WORK TO COMPLETE:
Give every entry again, word for word.

Excerpts from point annotation data

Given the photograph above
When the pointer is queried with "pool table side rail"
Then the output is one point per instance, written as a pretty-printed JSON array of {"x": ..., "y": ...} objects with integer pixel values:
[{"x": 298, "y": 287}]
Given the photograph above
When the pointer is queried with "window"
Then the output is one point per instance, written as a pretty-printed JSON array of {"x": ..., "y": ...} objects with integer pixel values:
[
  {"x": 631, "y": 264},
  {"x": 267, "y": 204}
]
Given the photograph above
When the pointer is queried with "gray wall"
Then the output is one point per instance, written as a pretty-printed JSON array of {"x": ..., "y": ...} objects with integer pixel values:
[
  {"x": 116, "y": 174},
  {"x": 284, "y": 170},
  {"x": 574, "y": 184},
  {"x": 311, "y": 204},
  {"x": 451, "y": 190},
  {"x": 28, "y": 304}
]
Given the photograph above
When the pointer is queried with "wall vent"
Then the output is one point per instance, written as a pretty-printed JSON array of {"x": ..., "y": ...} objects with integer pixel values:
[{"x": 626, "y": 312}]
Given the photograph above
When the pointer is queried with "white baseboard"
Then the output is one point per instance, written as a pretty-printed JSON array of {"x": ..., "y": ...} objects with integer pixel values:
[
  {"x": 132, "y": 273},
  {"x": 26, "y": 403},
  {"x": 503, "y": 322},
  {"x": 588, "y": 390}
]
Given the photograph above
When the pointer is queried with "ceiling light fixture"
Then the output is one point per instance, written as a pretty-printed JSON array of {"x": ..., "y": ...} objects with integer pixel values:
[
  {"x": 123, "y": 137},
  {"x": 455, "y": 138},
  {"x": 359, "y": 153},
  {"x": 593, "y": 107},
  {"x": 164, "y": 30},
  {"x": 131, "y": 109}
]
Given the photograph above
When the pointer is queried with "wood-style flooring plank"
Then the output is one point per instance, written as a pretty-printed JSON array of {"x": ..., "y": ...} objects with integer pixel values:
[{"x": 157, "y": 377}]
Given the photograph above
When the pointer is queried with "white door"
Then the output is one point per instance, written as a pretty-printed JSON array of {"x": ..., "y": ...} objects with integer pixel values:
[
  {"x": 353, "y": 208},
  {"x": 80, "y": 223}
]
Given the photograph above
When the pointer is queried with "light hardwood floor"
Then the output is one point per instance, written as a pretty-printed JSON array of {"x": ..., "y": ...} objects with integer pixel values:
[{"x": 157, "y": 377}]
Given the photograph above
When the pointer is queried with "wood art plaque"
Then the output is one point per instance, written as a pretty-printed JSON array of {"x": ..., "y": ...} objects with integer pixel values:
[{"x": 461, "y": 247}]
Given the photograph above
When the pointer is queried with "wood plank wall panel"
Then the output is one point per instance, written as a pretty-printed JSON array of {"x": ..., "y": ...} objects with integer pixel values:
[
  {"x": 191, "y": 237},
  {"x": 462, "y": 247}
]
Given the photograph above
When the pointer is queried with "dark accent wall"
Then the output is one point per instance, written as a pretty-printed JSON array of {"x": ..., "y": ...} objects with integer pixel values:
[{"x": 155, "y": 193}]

TASK RESULT:
Given the photograph above
When the pointer is queried with "pool table side rail"
Then the output is one point per instance, written as a pretty-printed JSON array of {"x": ..., "y": ...} objects with integer pixel values:
[{"x": 298, "y": 287}]
Given the photograph above
When the pointer is queried with "window"
Then the output is one point per instance, written as a pretty-printed JSON array of {"x": ..., "y": ...} objects with integer pixel values:
[
  {"x": 631, "y": 264},
  {"x": 267, "y": 204}
]
Given the photograph above
When the pointer is queried with "gray wall"
Then the output is one point per instance, written as a pretty-printed JSON array of {"x": ..., "y": ...} objects with integer pixel values:
[
  {"x": 116, "y": 174},
  {"x": 284, "y": 170},
  {"x": 574, "y": 184},
  {"x": 311, "y": 204},
  {"x": 451, "y": 190},
  {"x": 28, "y": 304}
]
Given the photograph above
When the pointer is queried with "wall vent"
Then the output is one point per instance, written as a pretty-printed JSON array of {"x": ..., "y": ...} objects with integer pixel values:
[{"x": 626, "y": 312}]
Given the photograph above
When the pointer is queried with "white baseboard"
Then the output is one point per instance, written as a pretty-printed JSON array of {"x": ..., "y": ...} objects with integer pixel values:
[
  {"x": 132, "y": 273},
  {"x": 26, "y": 403},
  {"x": 503, "y": 322},
  {"x": 588, "y": 390}
]
Given the photograph above
When the pointer is queried with "ceiling light fixture"
Then the output is one point per instance, written as a pretty-printed JSON array of {"x": ..., "y": ...} objects with integer pixel values:
[
  {"x": 123, "y": 137},
  {"x": 455, "y": 138},
  {"x": 359, "y": 153},
  {"x": 593, "y": 107},
  {"x": 164, "y": 30},
  {"x": 131, "y": 109}
]
Given the photograph above
When the pointer is queried with "wood-style flooring plank"
Then the output is one point per instance, written as a pretty-printed JSON array of {"x": ..., "y": ...} objects with integer pixel values:
[{"x": 157, "y": 377}]
Given the photograph above
When the pointer is queried with "white door"
Then the output is one point per instance, written as a pretty-printed JSON array of {"x": ..., "y": ...} objects with integer pixel values:
[
  {"x": 353, "y": 208},
  {"x": 80, "y": 223}
]
Given the photograph above
When the pointer is queried with "light hardwood floor"
Then the output is one point per instance, written as a pretty-printed JSON array of {"x": ..., "y": ...} objects with integer pixel values:
[{"x": 157, "y": 377}]
Given the photograph above
When the pointer is queried with "wood art plaque"
Then the output is one point per instance, written as a pretty-printed JSON array of {"x": ..., "y": ...} objects with integer pixel values:
[{"x": 461, "y": 247}]
Given the photograph above
When the pointer is queried with "wood plank wall panel"
Then the output is one point per instance, written as a pretty-printed JSON array of {"x": ..., "y": ...} objects with integer pixel values:
[
  {"x": 191, "y": 237},
  {"x": 462, "y": 247}
]
Given the photograph above
When the pointer is queried with "dark accent wall"
Then the output is one point per instance, written as a pretty-printed JSON array of {"x": ..., "y": ...} objects with integer pixel values:
[{"x": 155, "y": 193}]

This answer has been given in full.